Write out exactly the lines of the entries below from the one holding "BBOX wooden table" to the one holding "BBOX cigarette paper", inclusive, and leave out all other lines.
BEGIN
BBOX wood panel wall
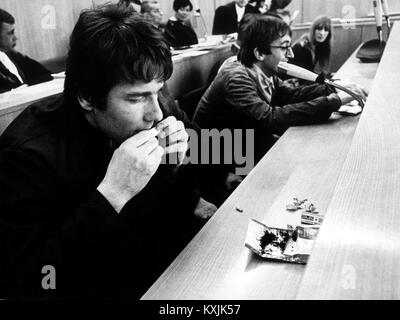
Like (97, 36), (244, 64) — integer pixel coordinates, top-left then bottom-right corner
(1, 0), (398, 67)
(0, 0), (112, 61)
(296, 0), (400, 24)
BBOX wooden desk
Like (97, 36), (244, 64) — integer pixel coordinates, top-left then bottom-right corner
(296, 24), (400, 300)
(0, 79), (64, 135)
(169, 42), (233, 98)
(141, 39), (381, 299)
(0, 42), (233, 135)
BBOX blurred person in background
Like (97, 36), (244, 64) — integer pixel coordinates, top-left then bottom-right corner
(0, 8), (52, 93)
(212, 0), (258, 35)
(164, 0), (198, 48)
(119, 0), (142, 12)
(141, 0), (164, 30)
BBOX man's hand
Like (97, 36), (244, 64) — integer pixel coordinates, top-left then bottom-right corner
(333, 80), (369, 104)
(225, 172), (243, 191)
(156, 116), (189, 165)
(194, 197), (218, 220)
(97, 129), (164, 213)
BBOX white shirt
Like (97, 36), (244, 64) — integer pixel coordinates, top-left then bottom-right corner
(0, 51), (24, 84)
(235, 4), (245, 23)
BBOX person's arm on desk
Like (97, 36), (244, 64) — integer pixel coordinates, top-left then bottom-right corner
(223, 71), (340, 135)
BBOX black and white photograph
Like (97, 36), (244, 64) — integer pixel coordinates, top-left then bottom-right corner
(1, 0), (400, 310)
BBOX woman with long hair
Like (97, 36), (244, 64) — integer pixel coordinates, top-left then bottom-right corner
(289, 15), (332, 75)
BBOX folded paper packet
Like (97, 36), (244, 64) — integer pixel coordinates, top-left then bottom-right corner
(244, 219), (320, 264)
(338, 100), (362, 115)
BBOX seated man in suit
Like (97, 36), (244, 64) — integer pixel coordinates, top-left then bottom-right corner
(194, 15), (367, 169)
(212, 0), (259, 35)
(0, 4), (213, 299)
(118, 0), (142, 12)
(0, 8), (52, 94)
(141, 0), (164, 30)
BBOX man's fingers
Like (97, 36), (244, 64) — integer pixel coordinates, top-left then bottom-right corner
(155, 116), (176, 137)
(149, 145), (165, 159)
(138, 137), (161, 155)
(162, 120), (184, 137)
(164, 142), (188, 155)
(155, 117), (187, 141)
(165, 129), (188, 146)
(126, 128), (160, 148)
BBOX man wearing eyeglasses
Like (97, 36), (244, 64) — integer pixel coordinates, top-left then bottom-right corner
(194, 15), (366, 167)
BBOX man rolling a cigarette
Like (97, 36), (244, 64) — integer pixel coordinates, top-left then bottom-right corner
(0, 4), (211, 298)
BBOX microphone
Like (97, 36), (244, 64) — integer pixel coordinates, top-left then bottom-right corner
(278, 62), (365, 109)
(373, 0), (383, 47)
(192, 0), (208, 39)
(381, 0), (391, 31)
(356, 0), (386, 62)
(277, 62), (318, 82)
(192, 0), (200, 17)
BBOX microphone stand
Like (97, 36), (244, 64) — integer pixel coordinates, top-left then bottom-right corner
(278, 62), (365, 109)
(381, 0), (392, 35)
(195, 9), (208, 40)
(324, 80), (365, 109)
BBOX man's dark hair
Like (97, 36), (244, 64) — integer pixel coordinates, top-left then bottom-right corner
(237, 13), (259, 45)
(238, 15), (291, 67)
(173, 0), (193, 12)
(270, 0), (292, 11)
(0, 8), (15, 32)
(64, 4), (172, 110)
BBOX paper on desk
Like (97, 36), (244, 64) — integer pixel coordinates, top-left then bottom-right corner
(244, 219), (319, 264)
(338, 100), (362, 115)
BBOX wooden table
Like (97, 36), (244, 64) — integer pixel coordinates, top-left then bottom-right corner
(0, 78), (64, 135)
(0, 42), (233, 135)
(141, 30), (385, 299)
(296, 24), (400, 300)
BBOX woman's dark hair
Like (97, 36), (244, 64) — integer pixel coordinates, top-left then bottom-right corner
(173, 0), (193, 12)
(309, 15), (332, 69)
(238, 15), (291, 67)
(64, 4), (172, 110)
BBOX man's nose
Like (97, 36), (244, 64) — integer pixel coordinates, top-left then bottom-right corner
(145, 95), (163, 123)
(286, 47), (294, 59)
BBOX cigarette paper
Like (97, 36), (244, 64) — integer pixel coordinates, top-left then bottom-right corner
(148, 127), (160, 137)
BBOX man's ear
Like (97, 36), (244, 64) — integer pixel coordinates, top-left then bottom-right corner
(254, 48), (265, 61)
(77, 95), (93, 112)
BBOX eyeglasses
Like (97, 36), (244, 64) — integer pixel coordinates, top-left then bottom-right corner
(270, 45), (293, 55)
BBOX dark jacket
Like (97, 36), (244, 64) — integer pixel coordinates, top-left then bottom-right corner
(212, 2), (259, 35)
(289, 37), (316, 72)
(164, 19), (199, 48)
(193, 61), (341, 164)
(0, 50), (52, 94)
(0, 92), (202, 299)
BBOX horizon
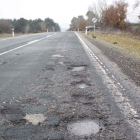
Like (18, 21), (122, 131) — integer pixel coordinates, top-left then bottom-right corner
END
## Task answer
BBOX wooden table
Like (97, 36), (244, 64) — integer pixel coordinates, top-left then bottom-right corner
(0, 78), (64, 135)
(0, 42), (233, 135)
(141, 30), (385, 299)
(296, 24), (400, 300)
BBOX woman's dark hair
Like (97, 36), (244, 64) — integer pixel coordinates, top-left then bottom-right corner
(173, 0), (193, 12)
(309, 15), (332, 69)
(238, 15), (291, 67)
(64, 4), (172, 110)
BBOX man's nose
Like (97, 36), (244, 64) — integer pixel coordinates, top-left then bottom-right corner
(145, 95), (163, 123)
(286, 47), (294, 59)
BBOX cigarette paper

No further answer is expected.